課題 - 本文によると、いまの売れっ子に共通するものは何ですか。答えてください。

気の毒になるぐらい聴き手にサービスしてくれる

 そのうえで、ひとつ注文をつけるとすれば、やはり「感電」は“日本語のポップス”とは違った形式で聴いてみたかったということです。とがったアレンジに比べると、まだボーカルがカラオケフレンドリーに聞こえてしまう部分があるのですね。もっとも、それこそが米津人気の要因のひとつなのでしょうけど、どこかであえて聴き手を突き放した、イジワルな米津玄師も見てみたいなと思います。  もちろん、ひとつ大ヒットが出ると、似たものを求められる世知辛い事情もあるでしょう。それは米津玄師に限らず、星野源だってあいみょん(25)だってOfficial髭男dismだって同じこと。いまの売れっ子に共通するのは、注文通りに納品する力なのです。  だからでしょうか、彼らの音楽を聴いていると、肩が凝ってしまうときがあります。仕事や作業の労苦がにじんでいるからなのですね。少し気の毒になるぐらい、1曲の中で聞き所となる心地よいサービスフレーズがふんだんに盛り込まれている。

保存データ -
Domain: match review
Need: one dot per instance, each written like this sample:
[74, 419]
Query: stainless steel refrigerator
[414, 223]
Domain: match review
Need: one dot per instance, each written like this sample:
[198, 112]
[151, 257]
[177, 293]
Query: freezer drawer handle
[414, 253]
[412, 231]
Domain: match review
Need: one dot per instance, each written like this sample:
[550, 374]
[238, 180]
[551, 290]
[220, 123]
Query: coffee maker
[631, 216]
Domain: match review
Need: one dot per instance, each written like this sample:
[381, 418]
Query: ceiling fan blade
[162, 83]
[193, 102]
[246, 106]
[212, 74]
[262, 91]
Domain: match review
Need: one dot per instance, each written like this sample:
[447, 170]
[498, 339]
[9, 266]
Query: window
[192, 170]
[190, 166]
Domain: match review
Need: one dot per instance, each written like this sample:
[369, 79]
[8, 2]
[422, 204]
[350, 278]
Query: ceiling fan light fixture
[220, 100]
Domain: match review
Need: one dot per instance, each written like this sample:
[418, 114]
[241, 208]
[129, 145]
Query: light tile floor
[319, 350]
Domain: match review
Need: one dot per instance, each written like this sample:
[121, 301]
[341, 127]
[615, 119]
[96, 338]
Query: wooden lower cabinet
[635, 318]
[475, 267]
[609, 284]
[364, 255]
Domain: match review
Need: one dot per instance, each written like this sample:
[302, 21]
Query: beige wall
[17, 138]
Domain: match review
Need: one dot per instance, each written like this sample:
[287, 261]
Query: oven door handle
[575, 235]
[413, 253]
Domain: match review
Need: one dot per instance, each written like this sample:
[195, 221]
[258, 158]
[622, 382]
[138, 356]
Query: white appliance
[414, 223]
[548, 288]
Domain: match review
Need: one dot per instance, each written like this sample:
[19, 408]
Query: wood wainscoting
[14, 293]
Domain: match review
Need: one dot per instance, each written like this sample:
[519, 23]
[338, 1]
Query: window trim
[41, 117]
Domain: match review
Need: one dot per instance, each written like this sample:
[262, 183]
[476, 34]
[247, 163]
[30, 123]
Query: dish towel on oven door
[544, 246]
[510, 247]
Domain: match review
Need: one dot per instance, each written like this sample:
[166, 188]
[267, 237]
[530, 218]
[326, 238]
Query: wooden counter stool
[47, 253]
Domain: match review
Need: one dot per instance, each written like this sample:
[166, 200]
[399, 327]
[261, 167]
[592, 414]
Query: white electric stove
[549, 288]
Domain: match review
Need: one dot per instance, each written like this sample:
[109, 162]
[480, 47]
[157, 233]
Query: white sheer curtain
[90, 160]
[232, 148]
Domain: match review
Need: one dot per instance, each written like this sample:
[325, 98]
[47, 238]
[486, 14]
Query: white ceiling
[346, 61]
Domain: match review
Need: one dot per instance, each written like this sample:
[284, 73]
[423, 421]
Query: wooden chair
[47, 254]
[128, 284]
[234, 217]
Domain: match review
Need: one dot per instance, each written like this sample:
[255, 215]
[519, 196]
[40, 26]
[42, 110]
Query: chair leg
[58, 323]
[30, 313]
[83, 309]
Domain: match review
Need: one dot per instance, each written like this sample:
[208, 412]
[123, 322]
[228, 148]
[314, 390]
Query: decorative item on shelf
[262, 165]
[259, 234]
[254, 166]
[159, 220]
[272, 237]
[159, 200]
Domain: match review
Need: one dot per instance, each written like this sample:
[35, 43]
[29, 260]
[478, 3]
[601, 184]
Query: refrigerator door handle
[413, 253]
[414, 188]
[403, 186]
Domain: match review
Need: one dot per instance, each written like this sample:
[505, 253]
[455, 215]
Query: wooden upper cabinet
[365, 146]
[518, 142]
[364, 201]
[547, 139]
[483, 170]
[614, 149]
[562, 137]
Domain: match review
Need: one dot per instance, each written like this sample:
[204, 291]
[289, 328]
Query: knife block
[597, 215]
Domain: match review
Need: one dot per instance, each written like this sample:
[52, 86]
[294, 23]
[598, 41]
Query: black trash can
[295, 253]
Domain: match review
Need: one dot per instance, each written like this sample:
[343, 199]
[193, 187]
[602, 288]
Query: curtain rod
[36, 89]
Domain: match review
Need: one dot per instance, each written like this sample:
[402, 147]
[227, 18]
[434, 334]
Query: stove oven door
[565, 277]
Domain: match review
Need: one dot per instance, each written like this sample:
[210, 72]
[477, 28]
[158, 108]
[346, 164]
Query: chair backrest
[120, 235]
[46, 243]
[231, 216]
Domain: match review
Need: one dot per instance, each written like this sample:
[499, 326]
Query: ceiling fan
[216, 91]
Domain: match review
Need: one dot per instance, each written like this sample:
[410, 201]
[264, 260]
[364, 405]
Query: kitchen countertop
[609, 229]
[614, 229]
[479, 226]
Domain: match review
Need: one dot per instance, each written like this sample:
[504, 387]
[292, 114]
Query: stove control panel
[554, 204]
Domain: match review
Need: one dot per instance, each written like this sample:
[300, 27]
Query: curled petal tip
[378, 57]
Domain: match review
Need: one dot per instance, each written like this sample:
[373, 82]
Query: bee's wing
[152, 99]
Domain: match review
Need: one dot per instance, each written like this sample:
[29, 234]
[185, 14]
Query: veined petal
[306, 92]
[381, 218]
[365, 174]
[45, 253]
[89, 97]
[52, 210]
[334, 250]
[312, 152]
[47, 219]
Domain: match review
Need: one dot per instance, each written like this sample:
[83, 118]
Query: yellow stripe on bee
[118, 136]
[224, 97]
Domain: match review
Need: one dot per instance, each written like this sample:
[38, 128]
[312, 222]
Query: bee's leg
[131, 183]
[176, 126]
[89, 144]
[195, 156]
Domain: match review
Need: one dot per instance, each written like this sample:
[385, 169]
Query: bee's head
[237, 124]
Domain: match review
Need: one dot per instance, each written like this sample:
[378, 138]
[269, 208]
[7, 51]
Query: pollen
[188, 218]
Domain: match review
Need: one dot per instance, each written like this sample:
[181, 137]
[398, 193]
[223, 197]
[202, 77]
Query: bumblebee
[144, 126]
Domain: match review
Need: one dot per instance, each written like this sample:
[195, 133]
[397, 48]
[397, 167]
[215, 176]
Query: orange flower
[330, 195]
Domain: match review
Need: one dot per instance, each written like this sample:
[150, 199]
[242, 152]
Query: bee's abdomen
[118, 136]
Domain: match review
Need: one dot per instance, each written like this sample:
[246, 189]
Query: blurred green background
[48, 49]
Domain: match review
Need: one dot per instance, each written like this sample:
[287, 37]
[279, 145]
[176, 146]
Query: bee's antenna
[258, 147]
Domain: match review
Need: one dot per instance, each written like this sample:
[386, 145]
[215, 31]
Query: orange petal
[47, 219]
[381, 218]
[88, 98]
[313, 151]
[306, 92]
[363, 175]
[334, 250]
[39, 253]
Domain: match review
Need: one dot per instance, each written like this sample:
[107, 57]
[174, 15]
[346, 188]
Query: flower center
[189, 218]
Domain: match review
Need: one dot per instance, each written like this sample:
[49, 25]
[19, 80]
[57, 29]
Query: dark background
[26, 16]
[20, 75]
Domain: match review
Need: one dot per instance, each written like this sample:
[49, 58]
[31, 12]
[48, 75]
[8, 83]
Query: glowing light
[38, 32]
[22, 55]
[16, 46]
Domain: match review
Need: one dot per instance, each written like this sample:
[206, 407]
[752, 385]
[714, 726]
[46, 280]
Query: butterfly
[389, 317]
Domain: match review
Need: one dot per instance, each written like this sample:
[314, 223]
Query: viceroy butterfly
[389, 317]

回答全文 - 注文通りに納品する力です。